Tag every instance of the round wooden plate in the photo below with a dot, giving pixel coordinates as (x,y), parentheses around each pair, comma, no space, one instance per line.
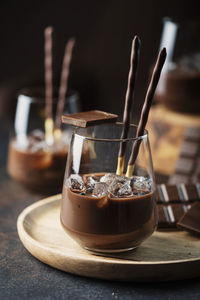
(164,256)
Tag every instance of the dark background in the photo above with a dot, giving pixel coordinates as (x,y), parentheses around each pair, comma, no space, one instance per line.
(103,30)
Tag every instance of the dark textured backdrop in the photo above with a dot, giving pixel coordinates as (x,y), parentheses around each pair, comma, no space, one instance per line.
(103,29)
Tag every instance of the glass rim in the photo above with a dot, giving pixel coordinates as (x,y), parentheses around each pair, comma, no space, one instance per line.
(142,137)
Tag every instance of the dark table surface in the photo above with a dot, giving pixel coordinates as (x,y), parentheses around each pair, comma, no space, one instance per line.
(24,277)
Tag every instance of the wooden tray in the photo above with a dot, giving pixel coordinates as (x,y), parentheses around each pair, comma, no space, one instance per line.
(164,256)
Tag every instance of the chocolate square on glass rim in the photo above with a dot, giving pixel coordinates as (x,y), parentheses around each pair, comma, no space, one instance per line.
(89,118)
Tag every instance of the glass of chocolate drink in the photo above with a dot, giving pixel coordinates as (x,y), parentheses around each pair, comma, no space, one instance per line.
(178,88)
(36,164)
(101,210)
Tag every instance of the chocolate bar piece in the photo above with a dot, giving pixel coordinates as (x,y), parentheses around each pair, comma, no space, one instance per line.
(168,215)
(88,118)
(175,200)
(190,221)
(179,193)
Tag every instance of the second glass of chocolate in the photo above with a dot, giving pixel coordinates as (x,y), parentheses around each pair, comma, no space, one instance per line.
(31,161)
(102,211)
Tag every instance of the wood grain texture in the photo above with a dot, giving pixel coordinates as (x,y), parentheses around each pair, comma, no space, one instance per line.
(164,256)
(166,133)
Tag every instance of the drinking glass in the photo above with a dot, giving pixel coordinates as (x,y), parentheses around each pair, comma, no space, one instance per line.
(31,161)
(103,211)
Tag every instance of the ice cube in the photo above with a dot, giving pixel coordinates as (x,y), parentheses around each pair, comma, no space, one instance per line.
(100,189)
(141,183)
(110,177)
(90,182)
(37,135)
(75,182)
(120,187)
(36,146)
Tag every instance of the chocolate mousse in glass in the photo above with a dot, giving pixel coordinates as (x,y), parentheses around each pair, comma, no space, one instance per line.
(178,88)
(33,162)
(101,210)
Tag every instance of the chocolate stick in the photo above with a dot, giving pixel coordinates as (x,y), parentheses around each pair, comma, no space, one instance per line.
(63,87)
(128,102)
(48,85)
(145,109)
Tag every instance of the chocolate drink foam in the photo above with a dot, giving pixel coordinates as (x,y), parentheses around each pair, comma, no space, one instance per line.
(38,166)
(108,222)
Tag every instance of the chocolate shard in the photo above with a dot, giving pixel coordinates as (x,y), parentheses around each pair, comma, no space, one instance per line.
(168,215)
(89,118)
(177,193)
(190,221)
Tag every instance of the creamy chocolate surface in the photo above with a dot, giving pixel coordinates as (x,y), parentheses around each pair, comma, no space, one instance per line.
══════════════════════════════
**Directions for this task:** Each record above must be set down again unchanged, with its pictures left out.

**Written answer:**
Tag every instance of the round wooden plate in the photo below with a dot, giving pixel coordinates as (x,y), parentheses around each pair, comma, no space, one instance per line.
(164,256)
Tag every instance of the dark background in the photo above with a dot, giving pixel coordinates as (x,y), parentheses around each pair, comma, no space, one instance per line.
(103,30)
Tag every instance of the dark textured backdrop in the photo above with a dot, giving pixel coordinates as (x,y), parentheses around each pair, comma, no space, one instance per line.
(103,29)
Tag every instance of the glass rim in the photo above with a dot, giving pixel coordinates as (x,y), parentheses around each pair, comma, no space, one instance per line.
(142,137)
Tag every instance of the dark table surface in the photo above with a dot, giving pixel coordinates as (x,y), parentheses around each pair, comma, no space, one instance per line.
(24,277)
Tag every instance of the wooden tray in the photo above with a dot, giving pixel coordinates as (x,y), parentheses around each pair, comma, no space, one instance per line.
(164,256)
Tag every instance of the chocolate square on glass rim in the photo above with a dot, giving pixel coordinates as (x,y), parentheses around each pair, comma, no space, one instance per line.
(89,118)
Tag every instance of the glass of chocolate drink in the photo above with a dot, giving pixel coordinates as (x,y), parentheses around each pair, comma, no space, one instance per line.
(178,88)
(36,164)
(101,210)
Tag every instance of the chocolate bar piece in the photo above with a dot, giving pixel coordinates as (x,y), parentheses around each pair, comma, no space, one instance per line.
(168,215)
(88,118)
(175,200)
(190,221)
(179,193)
Tag every instance of the second glass of chocolate in the photo above with a dot, giving pixel coordinates as (x,y), parentheses around each pair, comma, no space, one instance per line.
(31,161)
(102,211)
Tag every instance of the wood grain texture in the photo above with a dot, giving pixel coordinates as (x,y), parentheses around each pair, comma, no space, one instance per line.
(164,256)
(166,133)
Tag every instance of the drinking glass in the photo above with a dot, giving pixel coordinates as (x,y), parentheses around each pair, comma, no space, one instance per line.
(31,161)
(103,211)
Tag every instance of the ice cube in the photo above with a dot, giving pixel coordinates as (x,y), parentheses around each pair, comma, no space, one instance per line.
(100,189)
(141,183)
(110,177)
(90,182)
(37,135)
(75,182)
(120,187)
(36,146)
Tag every instance of the chocolate mousse in glass in the photo above with a dot, giving pixel coordinates as (x,y), parentheses around each pair, comma, no space, one instance per line.
(178,88)
(33,162)
(101,210)
Tag every instance of the chocolate stick in the photo above with a dot, giving pixel coordinates as (x,y), parentheses around each pair, comma, no space, one instance per line.
(63,87)
(128,102)
(48,85)
(145,109)
Tag every instance of the chocolate drink foam in the photo above with a dot, giving pixel coordinates as (x,y), parentheses around each pair, comma, no space, one instance per line.
(38,166)
(108,222)
Tag every instance of the chocolate shard in the photo above with a dot, giving pixel coordinates as (x,y), parentheses around each pair, comma, no space, one instance per line.
(168,215)
(89,118)
(177,193)
(190,221)
Tag every instance of the creamy chocolate surface in the photo above with a dot, giving pixel coordinates as (x,y), parentheses around each pair, comma, no space, one instance per line.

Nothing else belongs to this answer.